◆ **INSTRUCCIONES**
Copia sin ningún cambio el tramo del hilo sobre el control infrarrojo que va desde "En la pagina" hasta "unos 4 metros.", ambos incluidos.

◆ **FRAGMENTO DEL DOCUMENTO**
***

# Crear un control infrarrojo de unos 6 u 8 metros de alcance



## burren (May 20, 2008)

bueno pues como su titulo lo dice e intentado buscar el soñado circuito y me e topado con una gran discrepancia el alcance ya que en el circuito que mejor me ha ido ha sido con un alcance de unos 20 cm y mi intensión es llevarlo a un alcance de unos 6 u 8 metros algo asi como el control de la tv, etc. e leido que algunos necesitan una portadora para tener alcance o algo asi y tambien el receptor uso un fototransistor pero me dice que es mejor que use el modulo sharp o algo asi que es el que tiene las videos y tv para el control ya tengo uno, se que una de las patas es vcc otra gnd y otra signal pero no se como esten distribuidas en las tres patas que tiene, y me gustaria que me dieran una ayuda ya que e armado varios pero siguen sin dar el alcance que ocupo y pues la intensión de esto es crear algo que pudiera controlar varias cosas y para eso me imagino que se necesitara generar varias frecuencias pero no me queda muy claro lo de la portadora que lei en un tema de este gran universo de temas y pues de ante mano gracias  .


----------



## MaMu (May 21, 2008)

Vayamos por partes, que modulo Sharp es? Lo primero siempre es la hoja de datos en mano.


----------



## Darrenz (May 21, 2008)

Una preguntita rápida relacionada con un sensor IR para no tener que abrir otro tema. 

Quiero conectar este sensor a un pic pero antes de hacer nada, como soy novato, me gustaría que me lo revisaseis . Esta adjuntado al mensaje.

un saludo y gracias


----------



## DJ DRACO (May 21, 2008)

En la pagina de electronica2000 hay un emisor y un receptor integrados, de muy buen alcance, creo q unos 10 metros, pero que al colcoarle algunas protecciones contra la luz externa, como la solar, etc, se acorta y llega incluso a unos 4 metros.

fijate en www.electronica2000.com el circuito es con un LM45...algo q no recuerdo.

***

◆ **CONJUNTO DE DATOS**
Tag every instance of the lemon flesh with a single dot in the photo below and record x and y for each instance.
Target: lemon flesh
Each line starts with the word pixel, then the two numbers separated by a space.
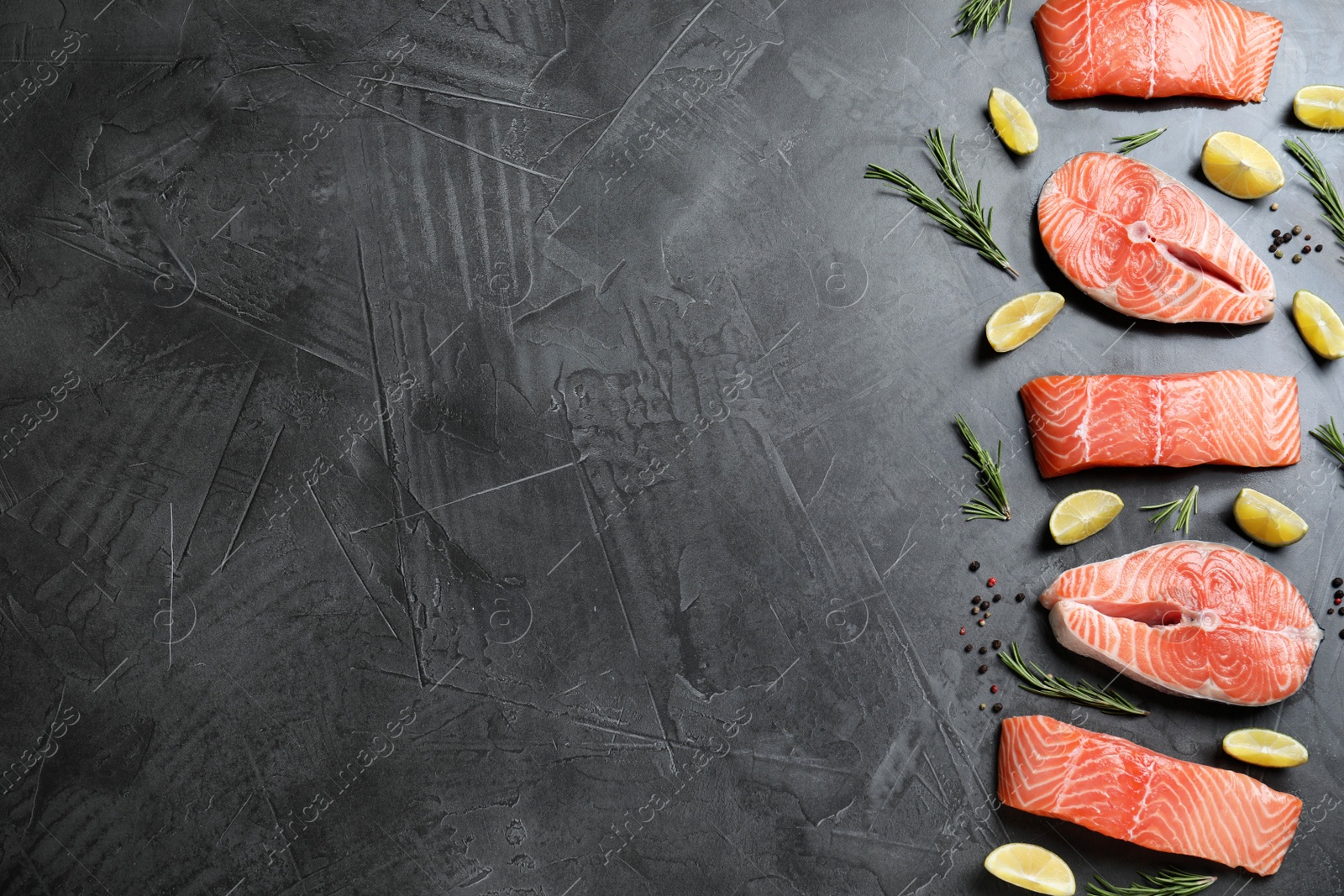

***

◆ **SOLUCIÓN DEL PROBLEMA**
En la pagina de electronica2000 hay un emisor y un receptor integrados, de muy buen alcance, creo q unos 10 metros, pero que al colcoarle algunas protecciones contra la luz externa, como la solar, etc, se acorta y llega incluso a unos 4 metros.